QUESTIONS TO ANSWER >>
1/ Please list every distinct four-digit year mentioned in the Marracci biography, giving each only once.
2/ Switch "Rome" to "Lucca" as you write out everything from "Ludovico Marracci (6" down to "numerous other works." in the Marracci biography.
3/ Proceed with the Marracci biography, starting after its last sentence.

GIVEN PASSAGE >>
___

Ludovico Marracci (6 October 1612 – 5 February 1700), also known by Luigi Marracci, was an Italian Oriental scholar and professor of Arabic at Sapienza University of Rome.

He is chiefly known as the publisher and editor of Alcorani Textus Universus Arabicè, a translation of Quran in Latin, and for editing an Arabic Bible translation, and numerous other works.

==Biography==
He was born at Lucca in 1612. He had become a member of the Clerics Regular of the Mother of God of Lucca and learnt with reputed success in the study of non-European languages, especially Arabic. He was the Confessor of Pope Innocent XI. The Pope appointed him professor of Arabic at Sapienza University of Rome due to his proficiency in that language. In 1665 he was part of the team that debunked the lead tablets of Granada.

He later declined the promotion of being appointed to the rank of Cardinal of the Catholic Church. He died at an age of 88 in 1700.

He authored The Life of Father Leonardi, the founder of the Clerics Regular of the Mother of God of Lucca, and many more.

In 2012, a collection of his manuscripts were discovered at the Order of Clerics Regular of the Mother of God in Rome. The collection consists of almost 10,000 pages. The manuscripts include his work material, notes and significant information on his approach to translating the Qurʻan, as well as different versions of his translation. Based on the study of these manuscripts, a new examination of his life, influence, and methods has been published.

___

SOURCE MATERIAL >>

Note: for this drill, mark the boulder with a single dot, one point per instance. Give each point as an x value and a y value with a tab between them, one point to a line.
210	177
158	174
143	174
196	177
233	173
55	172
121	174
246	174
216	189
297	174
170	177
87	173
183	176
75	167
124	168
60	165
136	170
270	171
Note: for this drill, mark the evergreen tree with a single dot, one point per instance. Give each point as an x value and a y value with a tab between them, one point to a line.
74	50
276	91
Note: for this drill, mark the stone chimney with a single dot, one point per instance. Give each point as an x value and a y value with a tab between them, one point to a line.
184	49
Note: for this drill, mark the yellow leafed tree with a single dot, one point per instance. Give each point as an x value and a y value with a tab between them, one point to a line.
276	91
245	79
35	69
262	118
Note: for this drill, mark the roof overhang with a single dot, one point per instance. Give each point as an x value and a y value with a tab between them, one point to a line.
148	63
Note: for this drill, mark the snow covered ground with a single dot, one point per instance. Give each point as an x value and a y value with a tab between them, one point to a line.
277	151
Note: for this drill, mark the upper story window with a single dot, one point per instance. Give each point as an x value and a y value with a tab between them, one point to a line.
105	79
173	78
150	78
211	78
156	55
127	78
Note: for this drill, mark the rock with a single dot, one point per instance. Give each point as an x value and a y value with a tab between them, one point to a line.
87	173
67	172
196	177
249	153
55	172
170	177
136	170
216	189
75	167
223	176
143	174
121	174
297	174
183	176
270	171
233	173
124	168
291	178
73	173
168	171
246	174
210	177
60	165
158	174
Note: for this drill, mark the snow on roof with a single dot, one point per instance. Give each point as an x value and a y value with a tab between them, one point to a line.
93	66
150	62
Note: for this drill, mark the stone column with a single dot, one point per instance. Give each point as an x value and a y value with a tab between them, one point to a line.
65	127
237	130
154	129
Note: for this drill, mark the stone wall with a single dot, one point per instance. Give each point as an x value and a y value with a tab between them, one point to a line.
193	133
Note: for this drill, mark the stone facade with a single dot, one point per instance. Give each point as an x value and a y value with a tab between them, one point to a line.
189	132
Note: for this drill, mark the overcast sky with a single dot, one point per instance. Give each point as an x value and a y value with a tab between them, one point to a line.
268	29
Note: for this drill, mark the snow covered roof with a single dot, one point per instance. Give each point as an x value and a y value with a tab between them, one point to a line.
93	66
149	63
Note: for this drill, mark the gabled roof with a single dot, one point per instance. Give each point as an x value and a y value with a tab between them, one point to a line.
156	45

___

ANSWERS GIVEN >>
1/ 1612, 1665, 1700, 2012

2/
Ludovico Marracci (6 October 1612 – 5 February 1700), also known by Luigi Marracci, was an Italian Oriental scholar and professor of Arabic at Sapienza University of Lucca.

He is chiefly known as the publisher and editor of Alcorani Textus Universus Arabicè, a translation of Quran in Latin, and for editing an Arabic Bible translation, and numerous other works.

3/
== Arabic Bible==
He has considerable share in editing the Roman edition of the Arabic Bible, published in 1671 in three volumes. For this, the Congregation for the Evangelization of Peoples appointed Abraham Ecchellensis and Ludovico Marracci to undertake the revision of the edition to make it exactly correspond with the Vulgate. Marracci wrote a new preface and made a list of errors of the former copy in 1668.

==Vatican Quran==

Ludovico Marracci acquired much fame in editing and publishing the Qurʻan in Arabic with his translation into Latin. Alcorani Textus Universus Arabicè et Latinè, was published in Padua in 1698 in two volumes. His version of the Qurʻan included a life of Muhammad, with notes, and refutations of Muslim doctrines. It was the result of forty years of labour and toilsome research of the Benedictines. He also published in 1691, in Latin, a refutation of the Quran titled Prodromus Ad Refutationem Alcoran.

Marracci's Islamic texts included Ibn Abī Zamanīn, Al-Tha'alibi, Zamakhsharī, Baydִāwī and Suyūtִī.

Alcoranis ‘Introduction’ (Prodromus) had been published seven years earlier in 1691.

George Sale's English translation of the Qurʻan, The Alcoran of Mohammed, in 1736, was done based on Marracci's 1698 Latin translation.